### Data for the task
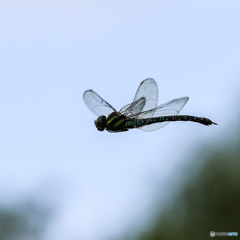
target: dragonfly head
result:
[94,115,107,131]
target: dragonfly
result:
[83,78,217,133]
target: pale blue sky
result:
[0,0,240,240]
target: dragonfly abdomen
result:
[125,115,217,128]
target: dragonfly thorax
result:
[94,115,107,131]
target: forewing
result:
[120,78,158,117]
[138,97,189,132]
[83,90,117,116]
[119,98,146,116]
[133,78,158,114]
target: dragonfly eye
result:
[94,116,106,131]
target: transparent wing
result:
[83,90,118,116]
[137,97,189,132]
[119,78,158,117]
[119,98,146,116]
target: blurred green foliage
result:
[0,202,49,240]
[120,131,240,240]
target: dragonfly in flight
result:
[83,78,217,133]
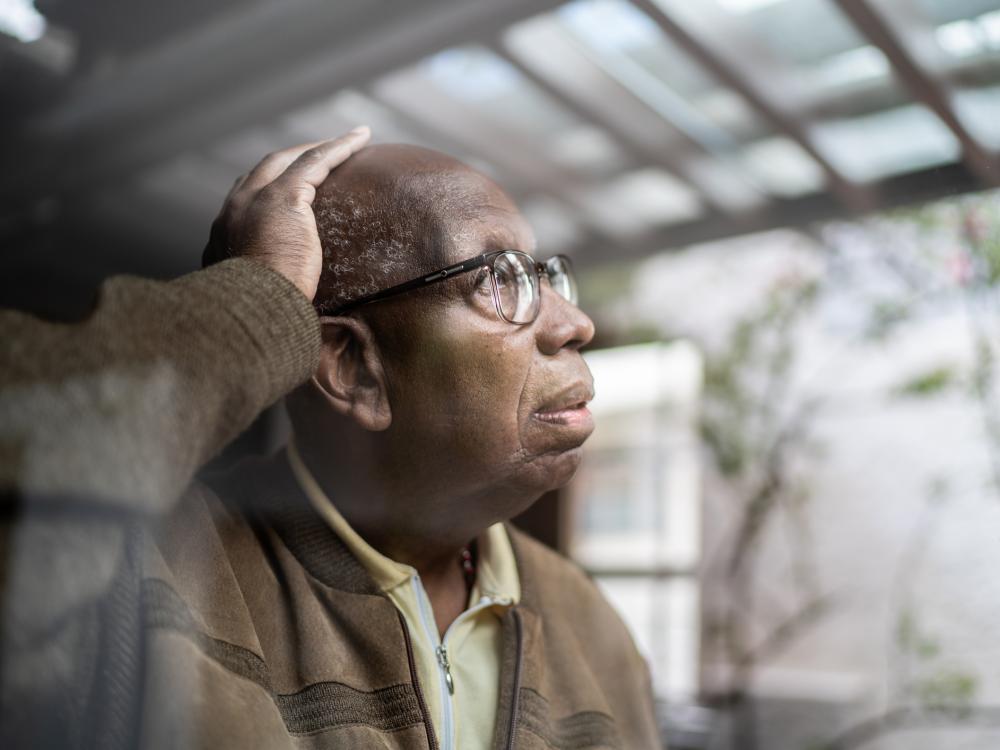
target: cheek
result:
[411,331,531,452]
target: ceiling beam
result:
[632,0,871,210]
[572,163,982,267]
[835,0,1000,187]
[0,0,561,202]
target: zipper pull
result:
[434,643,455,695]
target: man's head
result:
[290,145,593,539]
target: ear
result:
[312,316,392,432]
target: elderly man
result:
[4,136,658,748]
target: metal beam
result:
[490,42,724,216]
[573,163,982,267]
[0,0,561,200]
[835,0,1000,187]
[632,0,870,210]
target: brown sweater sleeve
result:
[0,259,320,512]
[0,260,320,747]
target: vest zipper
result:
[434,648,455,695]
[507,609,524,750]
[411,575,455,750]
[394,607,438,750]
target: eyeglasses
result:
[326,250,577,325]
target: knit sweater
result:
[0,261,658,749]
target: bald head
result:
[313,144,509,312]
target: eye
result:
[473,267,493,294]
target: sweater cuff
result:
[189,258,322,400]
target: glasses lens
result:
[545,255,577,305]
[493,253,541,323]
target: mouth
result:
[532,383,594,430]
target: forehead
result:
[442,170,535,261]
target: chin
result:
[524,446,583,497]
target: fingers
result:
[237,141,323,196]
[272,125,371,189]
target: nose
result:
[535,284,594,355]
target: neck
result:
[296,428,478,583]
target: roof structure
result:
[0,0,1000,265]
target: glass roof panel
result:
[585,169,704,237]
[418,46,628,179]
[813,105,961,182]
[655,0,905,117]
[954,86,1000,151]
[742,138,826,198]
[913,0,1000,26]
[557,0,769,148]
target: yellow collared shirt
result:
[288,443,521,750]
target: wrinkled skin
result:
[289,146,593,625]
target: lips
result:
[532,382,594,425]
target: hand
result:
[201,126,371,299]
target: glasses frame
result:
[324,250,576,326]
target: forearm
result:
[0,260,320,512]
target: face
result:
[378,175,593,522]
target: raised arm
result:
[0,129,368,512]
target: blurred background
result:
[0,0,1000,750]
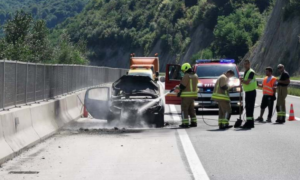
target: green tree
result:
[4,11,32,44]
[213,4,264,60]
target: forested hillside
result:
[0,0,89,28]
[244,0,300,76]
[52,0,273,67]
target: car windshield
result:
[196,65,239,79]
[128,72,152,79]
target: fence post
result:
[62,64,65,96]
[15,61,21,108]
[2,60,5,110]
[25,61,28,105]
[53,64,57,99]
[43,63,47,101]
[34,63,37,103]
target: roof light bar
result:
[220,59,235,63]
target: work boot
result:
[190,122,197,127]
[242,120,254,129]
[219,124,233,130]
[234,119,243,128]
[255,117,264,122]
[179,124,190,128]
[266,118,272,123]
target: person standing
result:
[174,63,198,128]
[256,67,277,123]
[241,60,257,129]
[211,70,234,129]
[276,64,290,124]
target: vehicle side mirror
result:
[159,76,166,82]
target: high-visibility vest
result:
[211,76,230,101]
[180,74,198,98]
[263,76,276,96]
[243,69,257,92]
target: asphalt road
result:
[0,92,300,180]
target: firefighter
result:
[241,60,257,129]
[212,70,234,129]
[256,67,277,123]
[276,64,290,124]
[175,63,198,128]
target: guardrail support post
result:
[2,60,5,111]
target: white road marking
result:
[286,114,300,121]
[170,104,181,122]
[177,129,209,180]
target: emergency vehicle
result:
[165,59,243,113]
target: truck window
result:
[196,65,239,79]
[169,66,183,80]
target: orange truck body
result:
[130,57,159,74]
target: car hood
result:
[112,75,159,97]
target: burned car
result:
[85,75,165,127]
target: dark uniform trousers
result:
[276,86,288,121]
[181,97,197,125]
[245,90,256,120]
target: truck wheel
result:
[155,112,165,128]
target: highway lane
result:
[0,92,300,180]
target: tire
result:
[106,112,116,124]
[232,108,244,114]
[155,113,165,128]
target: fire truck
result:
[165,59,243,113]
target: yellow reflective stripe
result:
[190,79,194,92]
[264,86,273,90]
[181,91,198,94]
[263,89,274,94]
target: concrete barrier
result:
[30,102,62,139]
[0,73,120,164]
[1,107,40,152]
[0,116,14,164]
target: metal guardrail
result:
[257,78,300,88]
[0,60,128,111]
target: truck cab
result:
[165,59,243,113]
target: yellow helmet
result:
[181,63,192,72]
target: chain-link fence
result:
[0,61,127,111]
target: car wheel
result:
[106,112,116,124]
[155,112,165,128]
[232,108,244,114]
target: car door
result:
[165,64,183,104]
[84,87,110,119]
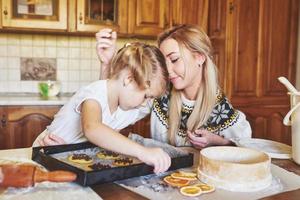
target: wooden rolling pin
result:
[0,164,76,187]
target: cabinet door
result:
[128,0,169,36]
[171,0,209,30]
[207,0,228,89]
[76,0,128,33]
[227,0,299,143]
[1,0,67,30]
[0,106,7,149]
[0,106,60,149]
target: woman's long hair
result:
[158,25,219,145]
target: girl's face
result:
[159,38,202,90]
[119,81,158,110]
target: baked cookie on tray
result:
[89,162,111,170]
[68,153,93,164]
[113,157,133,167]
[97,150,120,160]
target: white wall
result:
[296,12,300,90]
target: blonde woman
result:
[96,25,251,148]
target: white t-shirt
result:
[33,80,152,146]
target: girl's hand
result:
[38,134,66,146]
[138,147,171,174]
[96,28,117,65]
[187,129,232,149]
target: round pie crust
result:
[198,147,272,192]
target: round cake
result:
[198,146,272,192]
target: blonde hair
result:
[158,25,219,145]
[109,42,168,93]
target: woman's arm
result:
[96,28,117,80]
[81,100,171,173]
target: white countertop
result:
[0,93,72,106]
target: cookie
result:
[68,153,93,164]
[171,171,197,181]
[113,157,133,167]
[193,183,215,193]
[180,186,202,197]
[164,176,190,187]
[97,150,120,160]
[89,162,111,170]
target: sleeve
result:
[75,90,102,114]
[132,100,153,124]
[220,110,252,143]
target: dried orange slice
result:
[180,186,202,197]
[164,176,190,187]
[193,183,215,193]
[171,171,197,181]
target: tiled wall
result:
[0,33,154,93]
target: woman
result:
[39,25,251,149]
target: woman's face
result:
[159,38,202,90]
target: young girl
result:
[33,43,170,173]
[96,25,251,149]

### Task prompt
Find each line in the records that contains the string "woman" and copy it out. Case counts, so uppercase and lowercase letters don't match each other.

### Completed task
target: woman's long hair
target: blonde woman
target: woman's arm
target: woman
target: woman's face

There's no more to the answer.